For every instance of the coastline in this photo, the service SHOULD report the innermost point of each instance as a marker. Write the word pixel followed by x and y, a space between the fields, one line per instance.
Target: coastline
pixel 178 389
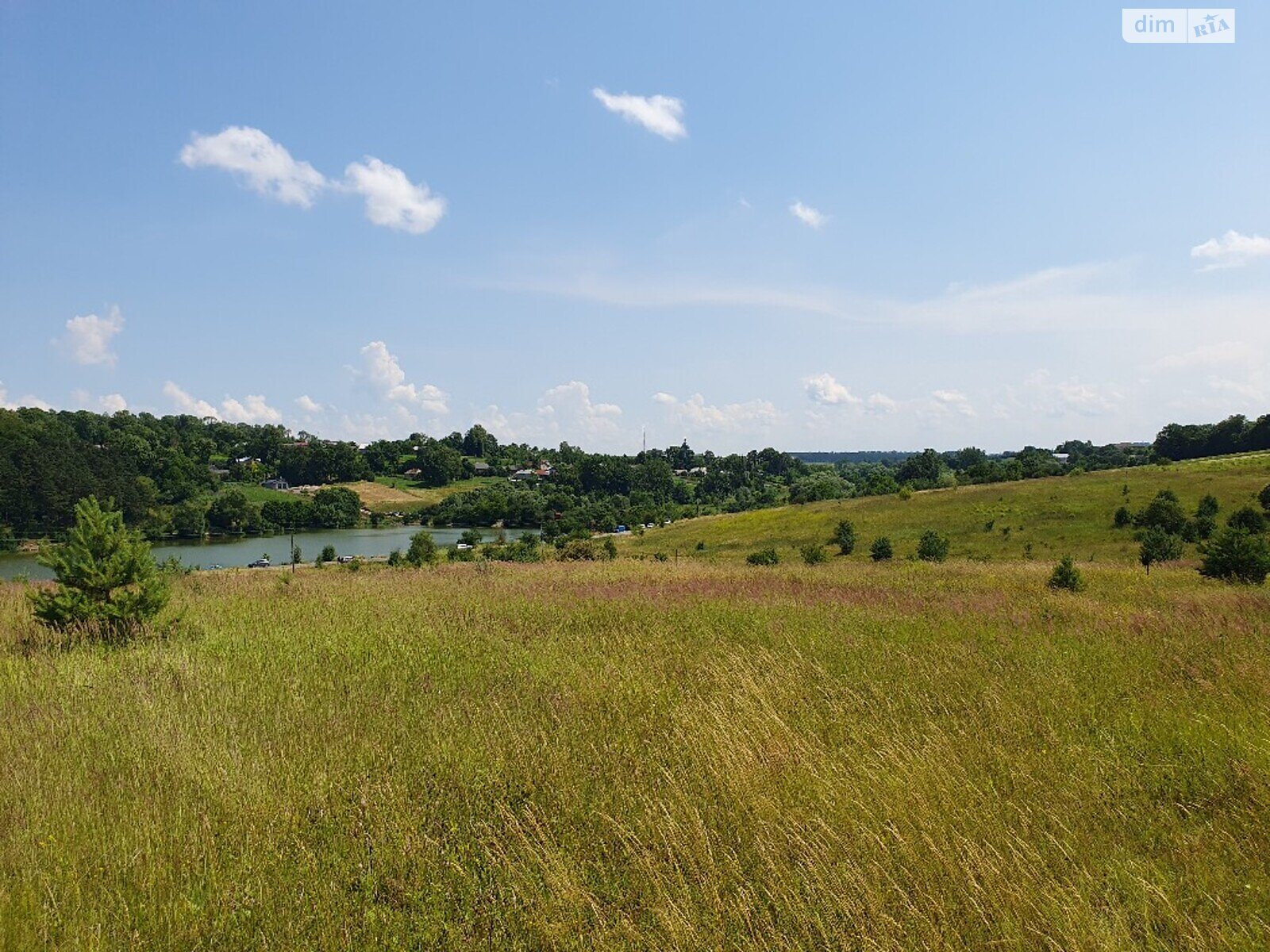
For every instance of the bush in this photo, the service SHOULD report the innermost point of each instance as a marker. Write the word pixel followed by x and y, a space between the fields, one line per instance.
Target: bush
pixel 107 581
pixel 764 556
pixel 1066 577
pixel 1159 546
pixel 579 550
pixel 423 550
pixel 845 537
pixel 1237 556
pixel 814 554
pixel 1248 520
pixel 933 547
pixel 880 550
___
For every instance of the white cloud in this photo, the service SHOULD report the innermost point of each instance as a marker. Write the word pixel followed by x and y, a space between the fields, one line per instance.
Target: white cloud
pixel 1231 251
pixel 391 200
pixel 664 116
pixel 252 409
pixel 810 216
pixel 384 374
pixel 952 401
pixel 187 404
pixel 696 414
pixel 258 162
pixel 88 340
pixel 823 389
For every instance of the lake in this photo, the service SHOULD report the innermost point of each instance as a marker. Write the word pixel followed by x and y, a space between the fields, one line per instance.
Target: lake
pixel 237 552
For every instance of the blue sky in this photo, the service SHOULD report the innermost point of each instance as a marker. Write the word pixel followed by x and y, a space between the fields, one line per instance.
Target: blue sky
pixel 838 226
___
- GIVEN INSTRUCTION -
Format the data above as a Markdown table with the columns Row and Line, covering only the lines from the one containing "For every instance of the lake" through the one containing "pixel 838 226", inclusive, and leaving out any blank lines.

- ANSWER TO THIS EXERCISE -
| Row | Line |
|---|---|
| 1 | For every instance of the lake in this photo, the service SHOULD report the innermost point of each instance as a marker. Write the word pixel followed by x and y, a space between the fields, one line per instance. |
| 2 | Target: lake |
| 3 | pixel 237 552 |
| 4 | For every instance of the blue sky in this photo, the service SHOULD report the innermost point of each instance as a marker. Write the word pixel followed by x and y, a space between the fields, one line per instance. |
| 5 | Target: blue sky |
| 6 | pixel 838 226 |